**Consigne**
Recopiez à l'identique les lignes des données en partant du tout début et en terminant par la ligne qui contient « [(123, 134)] », celle-ci comprise.

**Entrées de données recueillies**
# # # # # # #

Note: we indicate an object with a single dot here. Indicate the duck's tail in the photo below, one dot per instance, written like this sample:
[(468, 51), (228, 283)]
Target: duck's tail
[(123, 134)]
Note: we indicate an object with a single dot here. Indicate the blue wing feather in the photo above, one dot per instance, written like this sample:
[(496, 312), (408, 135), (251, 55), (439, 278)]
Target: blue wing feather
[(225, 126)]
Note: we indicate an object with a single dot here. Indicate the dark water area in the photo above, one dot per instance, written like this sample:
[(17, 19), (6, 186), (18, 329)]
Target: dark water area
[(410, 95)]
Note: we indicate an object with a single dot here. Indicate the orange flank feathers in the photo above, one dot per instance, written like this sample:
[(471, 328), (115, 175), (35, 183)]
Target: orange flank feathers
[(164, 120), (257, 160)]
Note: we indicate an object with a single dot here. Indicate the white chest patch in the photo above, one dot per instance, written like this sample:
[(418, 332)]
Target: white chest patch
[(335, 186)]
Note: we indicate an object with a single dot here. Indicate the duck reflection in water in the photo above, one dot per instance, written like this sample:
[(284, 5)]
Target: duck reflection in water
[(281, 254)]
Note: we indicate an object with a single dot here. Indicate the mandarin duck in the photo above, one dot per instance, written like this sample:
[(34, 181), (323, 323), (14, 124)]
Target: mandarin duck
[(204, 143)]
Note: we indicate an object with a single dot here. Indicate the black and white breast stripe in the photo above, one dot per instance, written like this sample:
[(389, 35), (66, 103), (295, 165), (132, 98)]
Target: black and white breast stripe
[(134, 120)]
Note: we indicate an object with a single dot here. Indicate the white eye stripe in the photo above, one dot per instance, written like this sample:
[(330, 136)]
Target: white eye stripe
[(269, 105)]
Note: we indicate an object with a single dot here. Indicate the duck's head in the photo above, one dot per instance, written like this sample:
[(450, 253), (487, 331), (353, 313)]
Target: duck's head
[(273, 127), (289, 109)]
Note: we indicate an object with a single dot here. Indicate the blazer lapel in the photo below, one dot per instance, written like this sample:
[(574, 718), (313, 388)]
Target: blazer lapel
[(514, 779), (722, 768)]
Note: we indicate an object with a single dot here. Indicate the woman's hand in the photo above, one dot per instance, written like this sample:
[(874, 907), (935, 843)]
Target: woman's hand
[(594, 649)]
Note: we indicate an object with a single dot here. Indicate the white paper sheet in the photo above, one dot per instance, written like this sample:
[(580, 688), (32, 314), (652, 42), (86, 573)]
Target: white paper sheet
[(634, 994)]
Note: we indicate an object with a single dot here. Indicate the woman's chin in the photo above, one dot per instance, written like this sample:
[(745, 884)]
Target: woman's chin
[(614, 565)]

# # # # # # #

**Solution proposée**
Note: we indicate an object with a single dot here. Indicate the duck's tail in the photo below, one dot per instance, written like this sample:
[(468, 51), (228, 283)]
Target: duck's tail
[(123, 134)]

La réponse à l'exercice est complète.